Supplied text ::
= Beginning of Section =
Thank you very much for your question. I will try to answer the various parts of it.
Certainly your initial comment about this being important to address upstream is critical.
With regard to historical events impacting mental health and mental illness, you're absolutely right on that one as well. That stigma, while we have certainly gone a long way to reducing it, is still alive and well. I think that is impacting, in particular, structural stigma. It's impacting why we aren't making the important decisions that are needing to be made, particularly during a pandemic.
If I could reference the previous question in answering yours as well, with regard to the Wellness Together portal, it's based on a stepped care 2.0 model. I want to point out that was piloted in one province first, and it's now available in three others, including Nova Scotia. In that first province it was shown to decrease wait times by 68%. That's a very significant number, particularly when you're looking at wait times in Canada of about 18 months for youth and adults.
= End of Section =
Exercise tasks ::
1) In the remarks on mental health, what model is the Wellness Together portal based on?
2) State whether each statement agrees with the remarks on mental health, quoting the deciding words: (a) The Wellness Together portal is now available in Nova Scotia. (b) The speaker says the stigma around mental illness has been eliminated. (c) Wait times in Canada are about 12 months for youth and adults.
The items that follow come from a separate source and have no connection to the remarks on mental health.

Supplied entries ::
= Beginning of Section =
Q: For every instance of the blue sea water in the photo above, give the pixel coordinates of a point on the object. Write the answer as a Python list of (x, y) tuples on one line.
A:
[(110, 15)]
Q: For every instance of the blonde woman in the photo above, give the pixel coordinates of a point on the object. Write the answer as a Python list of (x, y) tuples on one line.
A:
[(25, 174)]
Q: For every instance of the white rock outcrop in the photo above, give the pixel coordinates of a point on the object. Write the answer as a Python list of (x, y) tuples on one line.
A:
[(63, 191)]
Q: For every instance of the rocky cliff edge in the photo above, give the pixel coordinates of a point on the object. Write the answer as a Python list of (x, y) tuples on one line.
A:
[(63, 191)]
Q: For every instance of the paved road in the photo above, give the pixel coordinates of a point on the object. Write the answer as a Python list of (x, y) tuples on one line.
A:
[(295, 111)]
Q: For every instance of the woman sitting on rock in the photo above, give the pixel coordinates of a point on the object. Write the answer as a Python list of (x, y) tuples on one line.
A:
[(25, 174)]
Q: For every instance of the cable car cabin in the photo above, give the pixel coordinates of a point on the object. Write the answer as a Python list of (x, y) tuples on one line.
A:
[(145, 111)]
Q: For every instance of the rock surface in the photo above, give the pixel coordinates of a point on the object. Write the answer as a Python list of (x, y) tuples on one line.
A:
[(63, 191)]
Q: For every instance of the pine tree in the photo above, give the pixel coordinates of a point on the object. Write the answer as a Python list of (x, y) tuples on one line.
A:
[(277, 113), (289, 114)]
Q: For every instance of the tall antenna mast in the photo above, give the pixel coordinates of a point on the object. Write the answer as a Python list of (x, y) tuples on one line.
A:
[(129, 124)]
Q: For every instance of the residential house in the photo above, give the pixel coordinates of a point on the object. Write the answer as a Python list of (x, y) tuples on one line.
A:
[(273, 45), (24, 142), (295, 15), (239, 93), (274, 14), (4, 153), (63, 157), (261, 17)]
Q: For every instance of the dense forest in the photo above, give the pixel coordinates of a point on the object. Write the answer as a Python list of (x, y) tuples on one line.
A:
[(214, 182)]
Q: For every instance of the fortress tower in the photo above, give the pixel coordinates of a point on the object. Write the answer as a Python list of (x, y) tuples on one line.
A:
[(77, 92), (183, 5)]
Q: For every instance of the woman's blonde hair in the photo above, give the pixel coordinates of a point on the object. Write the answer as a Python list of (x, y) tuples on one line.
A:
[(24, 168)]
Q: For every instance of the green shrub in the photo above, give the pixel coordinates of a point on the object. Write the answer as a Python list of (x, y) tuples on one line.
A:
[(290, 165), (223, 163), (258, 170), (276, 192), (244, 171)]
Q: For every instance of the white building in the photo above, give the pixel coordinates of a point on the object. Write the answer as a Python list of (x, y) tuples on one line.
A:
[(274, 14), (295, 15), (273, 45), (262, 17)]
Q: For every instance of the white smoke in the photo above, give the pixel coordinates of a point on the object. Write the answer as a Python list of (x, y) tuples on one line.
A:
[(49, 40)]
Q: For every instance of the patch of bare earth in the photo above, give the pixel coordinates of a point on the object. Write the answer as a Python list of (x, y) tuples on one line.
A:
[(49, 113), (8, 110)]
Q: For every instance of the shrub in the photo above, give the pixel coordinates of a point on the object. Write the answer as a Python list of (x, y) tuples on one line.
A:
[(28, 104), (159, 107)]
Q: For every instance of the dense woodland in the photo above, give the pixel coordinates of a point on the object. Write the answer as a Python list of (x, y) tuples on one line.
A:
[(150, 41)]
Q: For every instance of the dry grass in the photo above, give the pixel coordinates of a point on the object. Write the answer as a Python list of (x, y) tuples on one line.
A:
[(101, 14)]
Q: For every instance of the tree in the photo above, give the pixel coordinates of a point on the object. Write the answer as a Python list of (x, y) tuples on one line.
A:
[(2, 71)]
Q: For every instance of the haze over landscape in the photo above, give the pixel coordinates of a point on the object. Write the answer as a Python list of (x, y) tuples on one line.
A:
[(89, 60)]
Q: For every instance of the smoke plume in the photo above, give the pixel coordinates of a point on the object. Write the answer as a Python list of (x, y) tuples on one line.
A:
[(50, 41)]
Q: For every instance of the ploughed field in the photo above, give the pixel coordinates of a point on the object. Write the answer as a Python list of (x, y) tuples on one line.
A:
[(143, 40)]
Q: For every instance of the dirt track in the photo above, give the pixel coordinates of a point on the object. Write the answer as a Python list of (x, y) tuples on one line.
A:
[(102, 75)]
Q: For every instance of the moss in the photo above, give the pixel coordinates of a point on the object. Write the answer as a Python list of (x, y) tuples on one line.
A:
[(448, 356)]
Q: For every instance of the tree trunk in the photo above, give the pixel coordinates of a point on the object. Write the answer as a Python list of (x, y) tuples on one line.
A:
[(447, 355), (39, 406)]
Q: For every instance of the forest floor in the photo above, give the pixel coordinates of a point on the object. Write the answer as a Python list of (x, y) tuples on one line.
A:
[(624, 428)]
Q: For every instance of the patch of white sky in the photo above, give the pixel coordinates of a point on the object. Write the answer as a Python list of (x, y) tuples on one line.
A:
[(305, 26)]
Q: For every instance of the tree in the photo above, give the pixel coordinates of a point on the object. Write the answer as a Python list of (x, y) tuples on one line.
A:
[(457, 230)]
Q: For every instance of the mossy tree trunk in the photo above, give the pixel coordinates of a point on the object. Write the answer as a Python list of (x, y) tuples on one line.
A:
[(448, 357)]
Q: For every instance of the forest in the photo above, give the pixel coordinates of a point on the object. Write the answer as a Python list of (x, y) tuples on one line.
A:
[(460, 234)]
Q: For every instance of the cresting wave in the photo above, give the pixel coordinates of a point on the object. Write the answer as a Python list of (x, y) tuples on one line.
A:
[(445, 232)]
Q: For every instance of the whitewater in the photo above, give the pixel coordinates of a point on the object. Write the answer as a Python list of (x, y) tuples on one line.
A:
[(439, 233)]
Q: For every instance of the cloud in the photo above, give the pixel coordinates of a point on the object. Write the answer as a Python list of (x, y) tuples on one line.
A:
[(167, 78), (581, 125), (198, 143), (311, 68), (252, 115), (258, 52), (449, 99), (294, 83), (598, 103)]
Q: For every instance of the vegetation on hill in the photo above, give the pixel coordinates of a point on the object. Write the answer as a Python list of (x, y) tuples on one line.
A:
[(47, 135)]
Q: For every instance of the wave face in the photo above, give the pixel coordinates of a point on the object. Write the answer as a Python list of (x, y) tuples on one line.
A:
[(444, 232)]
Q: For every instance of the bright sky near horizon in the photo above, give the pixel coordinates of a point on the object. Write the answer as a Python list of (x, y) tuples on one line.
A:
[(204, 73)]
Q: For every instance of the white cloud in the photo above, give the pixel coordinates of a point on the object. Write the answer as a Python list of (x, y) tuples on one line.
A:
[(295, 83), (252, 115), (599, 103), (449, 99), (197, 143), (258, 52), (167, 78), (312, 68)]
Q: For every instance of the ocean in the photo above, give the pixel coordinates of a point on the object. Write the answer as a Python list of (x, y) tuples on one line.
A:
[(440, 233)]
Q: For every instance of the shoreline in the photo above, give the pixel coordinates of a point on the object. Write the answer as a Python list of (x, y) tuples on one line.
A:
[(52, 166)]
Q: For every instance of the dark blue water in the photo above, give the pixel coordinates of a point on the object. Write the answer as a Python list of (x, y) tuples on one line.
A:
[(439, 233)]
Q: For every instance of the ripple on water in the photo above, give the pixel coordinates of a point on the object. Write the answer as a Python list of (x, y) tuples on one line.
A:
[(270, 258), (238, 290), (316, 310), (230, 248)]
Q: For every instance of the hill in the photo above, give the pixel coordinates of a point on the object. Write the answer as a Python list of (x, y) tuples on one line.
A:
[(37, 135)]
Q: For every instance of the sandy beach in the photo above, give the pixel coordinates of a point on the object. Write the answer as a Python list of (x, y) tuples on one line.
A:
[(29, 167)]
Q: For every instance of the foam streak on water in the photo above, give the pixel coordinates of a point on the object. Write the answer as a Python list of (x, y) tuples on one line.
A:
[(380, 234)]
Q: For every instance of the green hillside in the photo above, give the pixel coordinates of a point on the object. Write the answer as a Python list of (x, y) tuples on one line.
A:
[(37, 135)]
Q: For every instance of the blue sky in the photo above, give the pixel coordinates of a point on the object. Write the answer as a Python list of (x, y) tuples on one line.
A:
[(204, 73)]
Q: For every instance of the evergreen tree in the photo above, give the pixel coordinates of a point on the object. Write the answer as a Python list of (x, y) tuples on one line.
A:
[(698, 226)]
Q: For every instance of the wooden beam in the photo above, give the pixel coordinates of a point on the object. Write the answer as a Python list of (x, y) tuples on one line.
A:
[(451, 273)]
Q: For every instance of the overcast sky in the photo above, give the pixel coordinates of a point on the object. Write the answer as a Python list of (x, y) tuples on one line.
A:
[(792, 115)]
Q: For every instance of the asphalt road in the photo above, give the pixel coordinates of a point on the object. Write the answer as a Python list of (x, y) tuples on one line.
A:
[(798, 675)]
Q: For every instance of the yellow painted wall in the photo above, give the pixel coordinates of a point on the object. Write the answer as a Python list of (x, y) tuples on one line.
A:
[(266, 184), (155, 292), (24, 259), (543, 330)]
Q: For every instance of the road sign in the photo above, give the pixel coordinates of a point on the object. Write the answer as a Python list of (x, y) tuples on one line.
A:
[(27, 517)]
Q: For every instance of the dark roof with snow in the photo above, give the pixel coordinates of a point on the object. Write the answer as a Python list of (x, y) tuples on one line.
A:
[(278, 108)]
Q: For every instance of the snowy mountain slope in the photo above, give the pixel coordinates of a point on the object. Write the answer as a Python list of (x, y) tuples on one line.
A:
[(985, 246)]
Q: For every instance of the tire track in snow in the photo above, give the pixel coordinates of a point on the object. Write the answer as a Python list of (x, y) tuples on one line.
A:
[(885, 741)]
= End of Section =
Answer section ::
1) A stepped care 2.0 model.

2)
(a) Yes: "it's now available in three others, including Nova Scotia."
(b) No: "That stigma, while we have certainly gone a long way to reducing it, is still alive and well."
(c) No: "wait times in Canada of about 18 months for youth and adults."